> WORK TO COMPLETE
Copy out every line of the records below that contains the string "tree". Case matters.

> EXCERPTED DATA
□ □ □
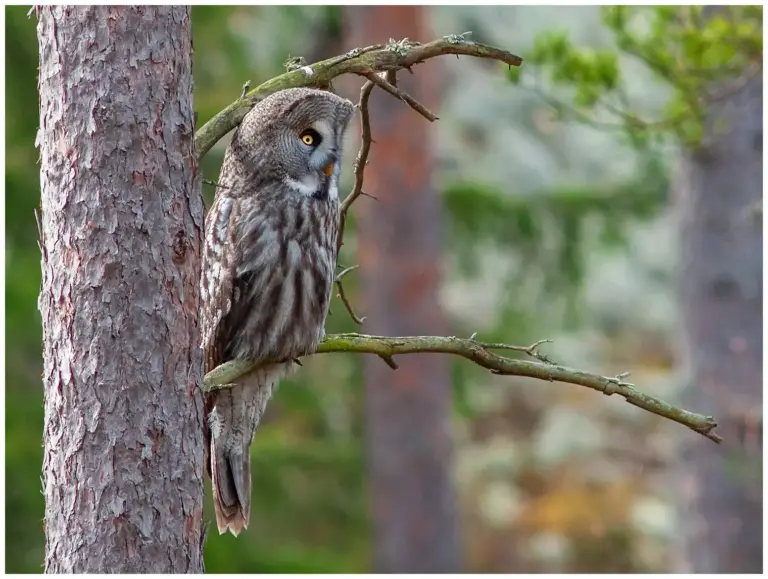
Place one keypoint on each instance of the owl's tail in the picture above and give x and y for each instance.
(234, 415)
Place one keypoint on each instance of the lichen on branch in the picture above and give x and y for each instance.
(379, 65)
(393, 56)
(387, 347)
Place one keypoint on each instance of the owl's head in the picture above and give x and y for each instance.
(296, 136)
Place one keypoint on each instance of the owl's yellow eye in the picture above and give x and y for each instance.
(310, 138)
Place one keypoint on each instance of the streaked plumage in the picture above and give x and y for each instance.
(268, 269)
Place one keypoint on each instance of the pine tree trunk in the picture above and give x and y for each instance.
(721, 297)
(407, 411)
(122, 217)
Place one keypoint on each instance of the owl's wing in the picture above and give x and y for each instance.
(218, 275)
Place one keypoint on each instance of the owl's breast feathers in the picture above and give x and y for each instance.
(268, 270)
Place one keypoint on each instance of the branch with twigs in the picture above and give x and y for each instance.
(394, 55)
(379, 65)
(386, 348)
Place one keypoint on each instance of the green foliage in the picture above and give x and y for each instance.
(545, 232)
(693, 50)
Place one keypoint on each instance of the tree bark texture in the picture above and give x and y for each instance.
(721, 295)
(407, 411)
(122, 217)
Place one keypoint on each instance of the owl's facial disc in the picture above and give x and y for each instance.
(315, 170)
□ □ □
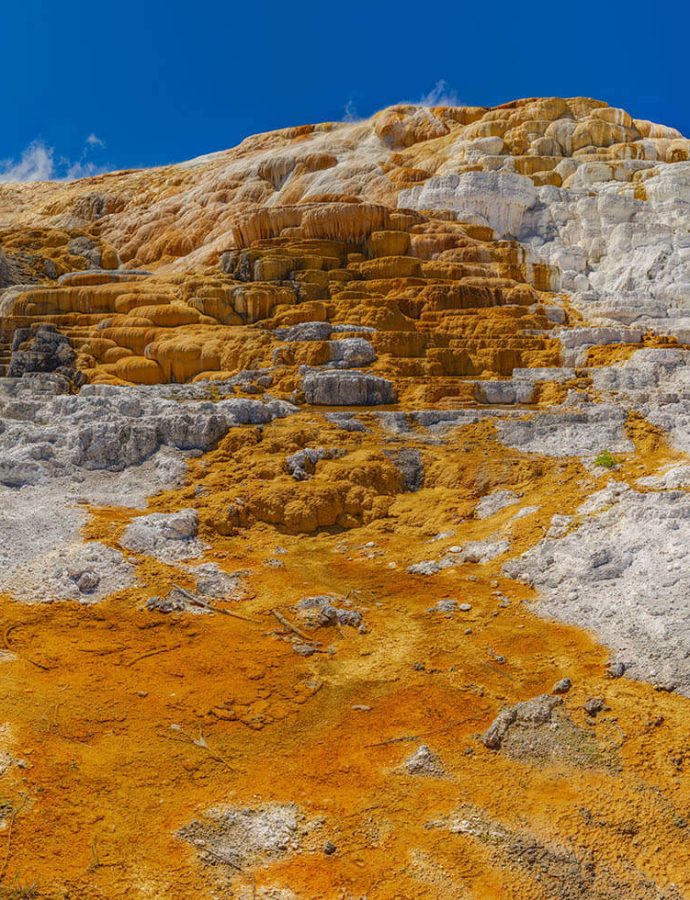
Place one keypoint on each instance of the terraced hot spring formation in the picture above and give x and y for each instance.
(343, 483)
□ □ □
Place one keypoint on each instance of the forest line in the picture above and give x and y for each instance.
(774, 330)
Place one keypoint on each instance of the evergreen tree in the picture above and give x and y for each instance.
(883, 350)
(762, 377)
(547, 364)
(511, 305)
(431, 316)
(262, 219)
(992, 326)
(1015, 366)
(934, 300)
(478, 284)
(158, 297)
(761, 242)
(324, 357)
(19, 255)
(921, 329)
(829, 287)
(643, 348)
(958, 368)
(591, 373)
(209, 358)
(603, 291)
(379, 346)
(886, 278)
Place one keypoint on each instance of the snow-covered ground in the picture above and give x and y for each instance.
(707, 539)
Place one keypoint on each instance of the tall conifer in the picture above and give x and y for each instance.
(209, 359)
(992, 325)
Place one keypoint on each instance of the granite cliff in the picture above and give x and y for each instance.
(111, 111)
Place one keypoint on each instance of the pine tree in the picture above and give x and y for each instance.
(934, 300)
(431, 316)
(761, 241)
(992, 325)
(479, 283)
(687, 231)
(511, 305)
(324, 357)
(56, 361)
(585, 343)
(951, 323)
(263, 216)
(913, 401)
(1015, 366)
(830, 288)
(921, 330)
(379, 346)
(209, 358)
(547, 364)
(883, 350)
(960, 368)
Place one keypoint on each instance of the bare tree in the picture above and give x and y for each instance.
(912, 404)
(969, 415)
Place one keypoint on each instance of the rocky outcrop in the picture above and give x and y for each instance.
□ □ □
> EXERCISE OUTPUT
Place one keypoint on each instance of the pine tree trunk in the picture above and give x and y for each instance.
Place one keypoint on each instance of the tree bark texture in the picture above and give x and y for each instance.
Place one keypoint on each instance of the evergreen tree in the picture above and give x and y for each instance.
Place one keypoint on each instance of the pine tree in the picture above and give x and y for each instance.
Place one keypoint on each instance of the bare tree in the picture above and give x and y for each instance.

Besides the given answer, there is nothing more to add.